=== PROBLEM TO SOLVE ===
Copy the records below exactly, leaving out any pictures.

[EXERCISE MATERIAL start]

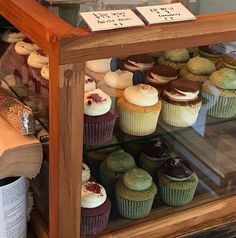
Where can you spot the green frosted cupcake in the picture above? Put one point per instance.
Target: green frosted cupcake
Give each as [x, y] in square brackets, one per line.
[135, 194]
[177, 182]
[113, 168]
[219, 93]
[153, 156]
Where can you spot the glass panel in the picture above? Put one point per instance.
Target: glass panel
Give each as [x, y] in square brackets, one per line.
[195, 129]
[24, 82]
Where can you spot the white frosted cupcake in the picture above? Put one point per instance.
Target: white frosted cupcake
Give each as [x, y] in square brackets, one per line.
[115, 83]
[97, 68]
[95, 208]
[139, 110]
[89, 84]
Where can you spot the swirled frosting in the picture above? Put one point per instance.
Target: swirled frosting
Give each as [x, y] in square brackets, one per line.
[141, 95]
[38, 59]
[137, 179]
[99, 66]
[25, 47]
[96, 103]
[85, 173]
[45, 72]
[120, 79]
[12, 36]
[182, 90]
[89, 84]
[92, 195]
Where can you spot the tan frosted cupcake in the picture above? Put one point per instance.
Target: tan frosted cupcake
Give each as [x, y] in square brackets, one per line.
[139, 110]
[115, 83]
[219, 93]
[181, 103]
[198, 69]
[177, 58]
[97, 68]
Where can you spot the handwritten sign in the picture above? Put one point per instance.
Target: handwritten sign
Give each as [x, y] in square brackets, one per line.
[112, 19]
[165, 13]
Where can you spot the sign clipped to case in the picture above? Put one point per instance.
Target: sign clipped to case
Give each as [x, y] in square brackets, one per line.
[111, 19]
[165, 13]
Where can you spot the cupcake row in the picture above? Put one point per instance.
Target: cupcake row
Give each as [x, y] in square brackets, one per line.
[133, 190]
[24, 59]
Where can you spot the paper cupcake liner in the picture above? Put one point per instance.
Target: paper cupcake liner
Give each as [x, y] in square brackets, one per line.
[178, 115]
[176, 197]
[133, 209]
[96, 133]
[138, 124]
[219, 106]
[94, 224]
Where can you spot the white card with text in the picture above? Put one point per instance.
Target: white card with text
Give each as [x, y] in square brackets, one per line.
[111, 19]
[165, 13]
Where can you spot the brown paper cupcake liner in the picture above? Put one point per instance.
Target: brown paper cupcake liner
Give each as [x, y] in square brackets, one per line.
[219, 106]
[138, 124]
[178, 115]
[133, 209]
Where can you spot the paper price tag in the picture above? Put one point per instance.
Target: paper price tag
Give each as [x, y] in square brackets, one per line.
[165, 13]
[112, 19]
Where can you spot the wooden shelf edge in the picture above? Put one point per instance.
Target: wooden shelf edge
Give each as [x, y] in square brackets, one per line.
[38, 225]
[177, 223]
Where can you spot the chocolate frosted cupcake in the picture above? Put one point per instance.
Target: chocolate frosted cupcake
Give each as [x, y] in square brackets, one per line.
[154, 155]
[135, 194]
[181, 103]
[99, 119]
[97, 68]
[213, 52]
[198, 69]
[160, 75]
[177, 182]
[219, 93]
[95, 208]
[113, 168]
[138, 62]
[89, 84]
[177, 58]
[139, 110]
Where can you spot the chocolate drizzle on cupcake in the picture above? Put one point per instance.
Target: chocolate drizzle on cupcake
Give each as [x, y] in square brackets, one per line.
[177, 169]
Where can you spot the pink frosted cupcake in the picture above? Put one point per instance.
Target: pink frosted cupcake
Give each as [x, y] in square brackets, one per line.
[99, 118]
[36, 61]
[95, 208]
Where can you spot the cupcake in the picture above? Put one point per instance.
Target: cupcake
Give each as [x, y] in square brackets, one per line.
[177, 182]
[99, 118]
[139, 110]
[36, 61]
[160, 75]
[97, 68]
[213, 52]
[115, 83]
[181, 103]
[85, 173]
[95, 208]
[228, 61]
[135, 193]
[113, 168]
[153, 156]
[198, 69]
[219, 93]
[177, 58]
[138, 62]
[94, 158]
[89, 84]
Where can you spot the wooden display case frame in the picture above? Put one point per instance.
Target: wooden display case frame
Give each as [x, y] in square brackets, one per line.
[68, 48]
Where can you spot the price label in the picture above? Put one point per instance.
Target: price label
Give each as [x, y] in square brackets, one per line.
[165, 13]
[112, 19]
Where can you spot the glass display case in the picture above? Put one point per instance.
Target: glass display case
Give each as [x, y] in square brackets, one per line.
[149, 109]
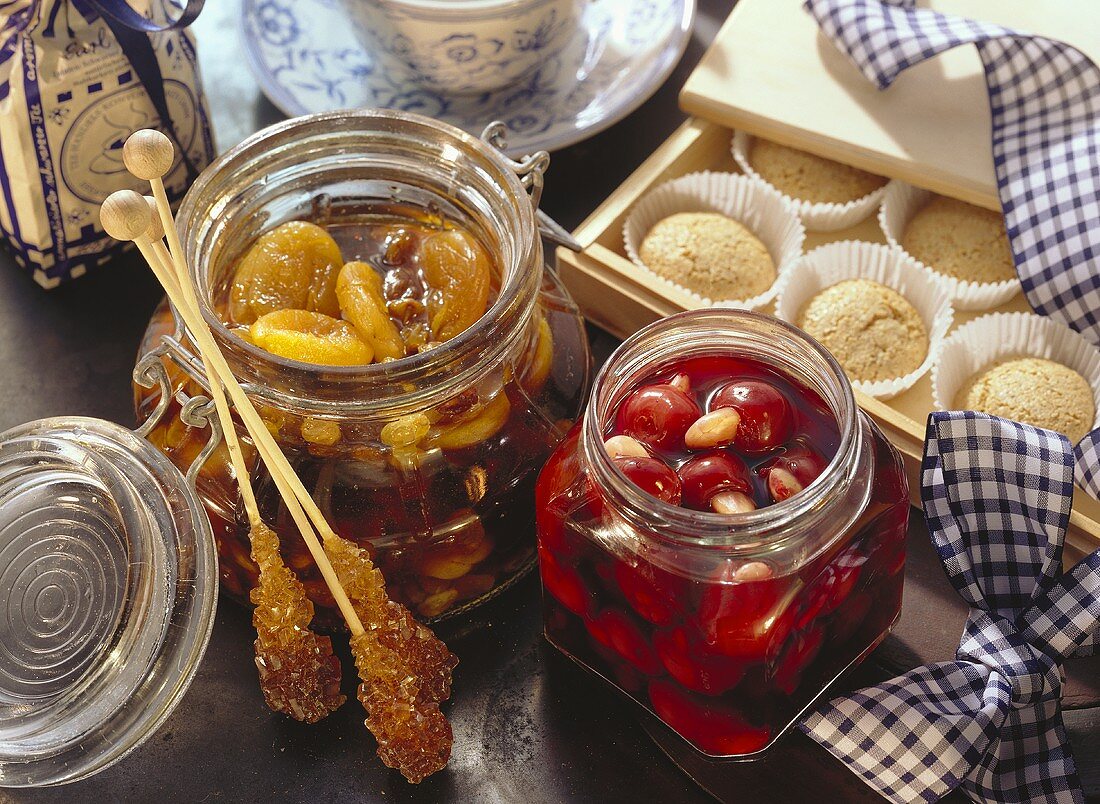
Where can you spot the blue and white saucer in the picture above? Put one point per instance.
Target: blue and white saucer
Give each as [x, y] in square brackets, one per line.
[308, 59]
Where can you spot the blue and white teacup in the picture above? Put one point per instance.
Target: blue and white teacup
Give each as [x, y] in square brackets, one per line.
[463, 46]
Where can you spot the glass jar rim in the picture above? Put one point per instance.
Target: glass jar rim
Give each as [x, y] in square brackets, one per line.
[766, 529]
[513, 303]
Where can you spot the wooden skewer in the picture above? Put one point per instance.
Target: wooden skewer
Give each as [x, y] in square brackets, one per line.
[125, 216]
[171, 267]
[149, 154]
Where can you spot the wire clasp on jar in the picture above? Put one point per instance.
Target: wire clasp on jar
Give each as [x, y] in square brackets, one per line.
[531, 172]
[196, 411]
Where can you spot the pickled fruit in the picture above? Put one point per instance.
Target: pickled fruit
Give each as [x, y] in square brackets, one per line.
[359, 288]
[310, 338]
[293, 266]
[405, 670]
[457, 268]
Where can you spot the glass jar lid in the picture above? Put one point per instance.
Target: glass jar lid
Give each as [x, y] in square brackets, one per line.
[108, 588]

[EXERCISE MATERIAL end]

=== ANSWER TO THE PROBLEM ===
Where can you spot the green frosted cupcake in the picture above? Put one point per instance.
Target: green frosted cupcake
Give each as [x, y] in square brackets, one per line.
[135, 194]
[177, 182]
[113, 168]
[219, 93]
[153, 156]
Where can you spot the glass panel in the picture above? Put one point per instance.
Target: glass panel
Give each as [x, y] in square brackets, one per line.
[195, 129]
[24, 82]
Where can you spot the white frosted cupcake in the picture above? Put one point per instance.
Target: white frosted cupcake
Give each as [x, y] in square brackets, one per line.
[115, 83]
[97, 68]
[95, 208]
[139, 110]
[89, 84]
Where can you spot the swirled frosting in the picture above? Put one point per instance.
Target: swirled frosting
Give each as [x, y] in square brackets, one per line.
[141, 95]
[38, 59]
[137, 179]
[99, 66]
[25, 47]
[96, 103]
[85, 173]
[45, 72]
[120, 79]
[12, 36]
[182, 90]
[89, 84]
[92, 195]
Where can you spot the tan frosted cupcake in the picture above? Put one point per instance.
Target: tan frosted cupcake
Give each as [x, y] in square brackets, one per line.
[139, 110]
[115, 83]
[219, 93]
[181, 103]
[198, 69]
[177, 58]
[97, 68]
Where can you spot the handwritten sign in the picture above? Put one point per instance.
Target: handwritten sign
Give each as [x, y] in square brackets, one per line.
[112, 19]
[165, 13]
Where can you spot the sign clipped to case in the picture above? Put one point per instance.
Target: sign clipped to case
Give each as [x, y] in square brackets, one per line.
[111, 19]
[165, 13]
Where can you spot the cupcake row in the picture above? Put one point per instance.
Target: cupcake row
Give each as [x, y] in square brackets, one per line.
[133, 190]
[24, 59]
Where can you spot the paper cupcake liner in the picture above? Put one point per instance.
Target: paper cupcake liner
Give each as [x, y] in square brackets, one per line.
[178, 115]
[176, 197]
[133, 209]
[96, 133]
[138, 124]
[219, 106]
[94, 224]
Where can you spot the white card with text in the picture above? Put one point per instance.
Target: white card with text
Give each as [x, y] in square brackets, one per line.
[111, 19]
[165, 13]
Where can you spot the brown paper cupcake liner in the picture above? Put one point per instance.
Target: brown paper cupcake liner
Give each as [x, y] in square brackets, one per line.
[219, 106]
[138, 124]
[178, 115]
[133, 209]
Where can you spot the paper price tag in the picture above? Put one point per instance.
Target: paper price tag
Give each as [x, y] in square brackets, one per line.
[165, 13]
[112, 19]
Where can you spot the wooden shelf edge in the picture above? Put one point per instance.
Target: wooden shelf edge
Give each as [x, y] in square brackets, one per line.
[38, 225]
[177, 223]
Where can you spot the chocolate frosted cupcake in the picture above? Put one point per instance.
Target: chocolate frosted cupcake
Give each as [x, y] in square brackets, one per line.
[154, 155]
[135, 194]
[181, 103]
[99, 119]
[97, 68]
[213, 52]
[198, 69]
[160, 75]
[177, 182]
[219, 93]
[95, 208]
[113, 168]
[138, 62]
[89, 84]
[177, 58]
[139, 110]
Where can you spot the chocolate drizzle on cupcake in the picture above? Put one point per instance.
Target: chocolate drizzle on cupcake
Give each as [x, y] in square brackets, one per line.
[177, 169]
Where can you spot the pink frosted cupcake in the picture above? Put one point per instance.
Target: pink frosted cupcake
Give each as [x, y] in square brackets, one per line.
[99, 118]
[36, 61]
[95, 208]
Where can you spot the cupcake in the picture above? Put one point per instance.
Target: cupcake
Give each as [x, y] in square brackets, one per line.
[177, 182]
[99, 118]
[139, 110]
[36, 61]
[160, 75]
[97, 68]
[213, 52]
[115, 83]
[181, 103]
[85, 173]
[95, 208]
[228, 61]
[135, 193]
[113, 168]
[153, 156]
[198, 69]
[219, 93]
[177, 58]
[138, 62]
[94, 158]
[89, 84]
Where can you spot the wooden display case frame in the picture above? Put one point per instance.
Target: wooden display case frame
Give each as [x, y] in square brackets, one per line.
[68, 48]
Where can you spot the price label in the picture above? Put one point per instance.
Target: price label
Give each as [x, y] in square brackets, one per line.
[165, 13]
[112, 19]
Where can you spot the glass display case in the picture above? Put one point per instance.
Target: glass display case
Give each as [x, y] in square brackets, one per line.
[149, 109]
Where can you spot the blue and white saucer in the picture above? Put one point per instance.
Target: blue and white saucer
Give each as [x, y] in square brackets, one per line.
[308, 59]
Where can you spot the blue and white teacup in the picture above? Put one point per instance.
Target: blue and white teacup
Give each as [x, y] in square brackets, one per line.
[463, 46]
Where can you spot the glass jar rim in the picture above? Put one point per instance.
Target: glass jar rim
Give each as [x, y] in square brackets, one per line.
[766, 529]
[513, 303]
Where can you spot the wooden skewer in the picture above? Put one point per instance.
Target: wooden skewer
Give each as [x, y] in square brackets, one per line.
[125, 216]
[171, 267]
[149, 154]
Where can you spot the wire clasp on jar in the picture above? Put one point per instance.
Target: wire clasp on jar
Give each as [x, y] in square brackets, one per line.
[531, 172]
[196, 411]
Where can you spot the pickled fruit in the picture above? Put one point per instance.
Target: pickled fruit
Give each as [x, y] in square brackets, one per line.
[359, 288]
[310, 338]
[293, 266]
[405, 670]
[457, 268]
Where can you spot the glass jar lid in the picture above? Put one point per instance.
Target: glass jar lid
Give each as [x, y] in square brackets, one per line.
[108, 588]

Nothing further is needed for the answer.